◆ **Extrait source**
· · · ·

De retour sur la route, nous montons vers Saint-Véran, où le tracé se révèle plus facile à appréhender qu’en descente. L’expérience et l’apprentissage acquis sur ma petite moto facilitent mes virages en dépit des revêtements glissants.

Les paysages sont de toute beauté, si bien qu’y revenir pour découvrir le patrimoine de la région s’inscrit dans mes futurs programmes. De village en village (Embrun, Guillestre), nous arrivons sur Château-Queyras. L’édifice surplombant la vallée, à mi-chemin entre un château fort et une résidence secondaire "moderne", cultive mon imaginaire ; je m’amuse à supposer que le petit cousin de Dracula y a trouvé demeure...

Derniers virolos et nous arrivons enfin sur Saint-Véran, plus haute commune d’Europe. Un superbe petit village aux maisons de bois construit tout en hauteur.

En amont, un "village dans le village" s’y dresse : la fameuse concentre des Marmottes. Victoire !

L’hivernale des Marmottes de Saint-Véran : une ambiance unique, un accueil chaleureux

L’accueil par les "marmotards" est si chaleureux qu’il réchauffe presque mon corps engourdi. L’ambiance m’évoque celles des festivals de musique aux aspects de village Mad Max, faits de tentes, de barbecues et de curiosités mécaniques.

En effet, la majorité des machines présentes sont des side-cars bien préparés et des gros trails "tunés" pour affronter la neige et la glace.

La plupart des motards esquissent un grand sourire en me voyant débarquer sur ma petite moto. "C’est une ancienne ?" me demande l’un. "Ah mais c’est un Dax?" me demande l’autre. La plupart sont abasourdis de voir qu’une telle machine existe au catalogue en 2021, et surtout, que l’on puisse grimper si haut en montagne à son guidon !

Pour autant, le couple de side-cariste avec qui je sympathise n’est pas étonné. "Oh tu sais, je suis déjà monté aux Marmottes en Motobécane. L’avantage c’est que tu peux mettre les pieds si jamais ça glisse !". Le spectre de Philippe se dessine dans la brume hivernale et me chuchote un petit "J’te l’avais dit !".

· · · ·

◆ **Entrées**
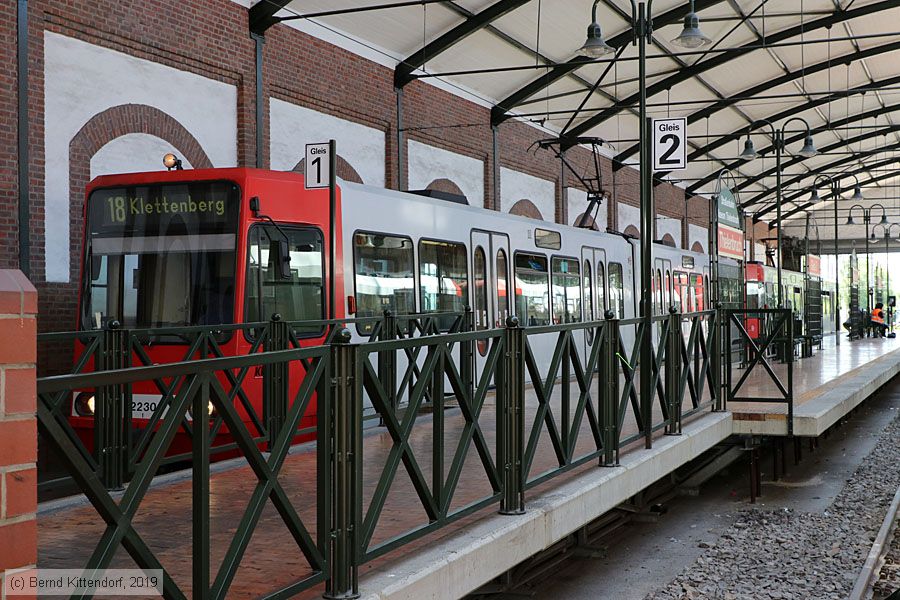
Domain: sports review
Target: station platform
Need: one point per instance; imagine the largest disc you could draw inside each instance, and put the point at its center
(827, 386)
(460, 557)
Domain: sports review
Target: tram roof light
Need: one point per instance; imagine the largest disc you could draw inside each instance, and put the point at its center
(749, 152)
(691, 36)
(170, 161)
(809, 148)
(595, 46)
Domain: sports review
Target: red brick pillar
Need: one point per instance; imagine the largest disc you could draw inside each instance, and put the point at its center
(18, 425)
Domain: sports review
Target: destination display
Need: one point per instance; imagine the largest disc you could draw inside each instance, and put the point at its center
(196, 207)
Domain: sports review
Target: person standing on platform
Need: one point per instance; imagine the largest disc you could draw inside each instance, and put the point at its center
(879, 328)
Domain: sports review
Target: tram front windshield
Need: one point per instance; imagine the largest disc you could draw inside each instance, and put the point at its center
(161, 255)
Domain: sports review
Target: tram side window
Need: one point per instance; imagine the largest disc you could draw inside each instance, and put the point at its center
(444, 279)
(601, 290)
(566, 291)
(588, 289)
(384, 276)
(532, 289)
(296, 298)
(480, 290)
(617, 290)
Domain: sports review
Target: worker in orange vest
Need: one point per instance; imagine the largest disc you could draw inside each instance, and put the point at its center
(878, 324)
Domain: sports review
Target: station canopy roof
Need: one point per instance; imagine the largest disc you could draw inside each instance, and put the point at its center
(833, 63)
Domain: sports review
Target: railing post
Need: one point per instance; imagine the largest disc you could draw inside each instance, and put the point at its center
(511, 419)
(275, 381)
(112, 419)
(720, 320)
(346, 452)
(608, 381)
(673, 373)
(467, 353)
(790, 361)
(387, 359)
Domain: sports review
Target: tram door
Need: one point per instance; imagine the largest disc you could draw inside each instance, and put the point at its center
(593, 291)
(492, 287)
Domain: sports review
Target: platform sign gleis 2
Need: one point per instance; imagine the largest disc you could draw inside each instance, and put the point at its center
(316, 166)
(669, 144)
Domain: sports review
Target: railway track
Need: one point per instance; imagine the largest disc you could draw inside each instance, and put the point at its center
(880, 575)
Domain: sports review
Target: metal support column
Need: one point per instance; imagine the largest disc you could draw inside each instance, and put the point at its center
(648, 212)
(346, 436)
(112, 423)
(275, 381)
(609, 390)
(511, 419)
(22, 130)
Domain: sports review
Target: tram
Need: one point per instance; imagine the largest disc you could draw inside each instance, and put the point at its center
(221, 246)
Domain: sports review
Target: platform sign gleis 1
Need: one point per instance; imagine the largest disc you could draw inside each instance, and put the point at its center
(316, 166)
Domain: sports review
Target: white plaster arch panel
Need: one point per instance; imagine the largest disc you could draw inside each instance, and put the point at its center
(515, 186)
(132, 153)
(291, 127)
(668, 225)
(427, 163)
(696, 233)
(628, 215)
(82, 80)
(576, 203)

· · · ·

◆ **Consignes**
**1)** Ces affirmations concordent-elles avec l’extrait sur Saint-Véran ? Répondez par oui ou par non pour chacune, en citant les mots décisifs du texte.
(a) Saint-Véran est présentée comme la plus haute commune d’Europe.
(b) La plupart des machines présentes à la concentration sont des motos anciennes.
(c) Le couple de side-caristes est étonné de voir arriver la petite moto.
**2)** Dans l’extrait sur Saint-Véran, quels villages sont traversés avant l’arrivée à Château-Queyras ?

◆ **Réponses attendues**
**1)**
(a) Oui : « plus haute commune d’Europe ».
(b) Non : « la majorité des machines présentes sont des side-cars bien préparés et des gros trails "tunés" pour affronter la neige et la glace ».
(c) Non : « le couple de side-cariste avec qui je sympathise n’est pas étonné ».

**2)** Embrun et Guillestre.